▶ [МАТЕРИАЛ]:
+---+

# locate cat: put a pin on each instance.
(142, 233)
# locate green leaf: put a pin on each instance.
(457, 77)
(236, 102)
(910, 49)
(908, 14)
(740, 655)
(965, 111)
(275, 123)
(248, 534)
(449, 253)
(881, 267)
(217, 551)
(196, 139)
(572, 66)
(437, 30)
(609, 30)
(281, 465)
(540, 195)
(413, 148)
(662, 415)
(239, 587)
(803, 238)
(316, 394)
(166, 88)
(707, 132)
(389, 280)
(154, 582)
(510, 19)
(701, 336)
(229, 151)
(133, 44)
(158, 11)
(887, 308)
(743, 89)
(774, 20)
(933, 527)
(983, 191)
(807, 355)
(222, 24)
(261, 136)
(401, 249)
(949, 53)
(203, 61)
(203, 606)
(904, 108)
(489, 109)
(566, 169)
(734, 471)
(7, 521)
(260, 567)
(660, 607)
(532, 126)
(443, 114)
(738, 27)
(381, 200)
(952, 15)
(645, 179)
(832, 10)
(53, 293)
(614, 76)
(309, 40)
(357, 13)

+---+

▶ [ЧТО НУЖНО СДЕЛАТЬ]:
Перепишите все записи выше дословно, строка за строкой.

▶ [ПРАВИЛЬНЫЙ ОТВЕТ]:
# locate cat: put a pin on each instance.
(142, 233)
# locate green leaf: put a pin on each instance.
(457, 77)
(236, 102)
(910, 49)
(908, 14)
(740, 655)
(965, 111)
(275, 123)
(248, 534)
(449, 253)
(881, 267)
(217, 551)
(196, 139)
(572, 66)
(437, 30)
(609, 30)
(281, 465)
(540, 195)
(413, 148)
(662, 415)
(239, 587)
(803, 238)
(316, 394)
(166, 88)
(707, 132)
(389, 280)
(154, 582)
(510, 19)
(701, 336)
(229, 151)
(133, 44)
(158, 11)
(887, 308)
(743, 89)
(774, 20)
(933, 527)
(983, 191)
(807, 355)
(222, 24)
(261, 136)
(401, 249)
(949, 53)
(203, 61)
(203, 606)
(904, 108)
(489, 109)
(566, 169)
(734, 471)
(7, 521)
(260, 567)
(660, 607)
(532, 126)
(443, 114)
(738, 27)
(381, 200)
(952, 15)
(645, 179)
(832, 10)
(53, 293)
(614, 76)
(309, 40)
(357, 13)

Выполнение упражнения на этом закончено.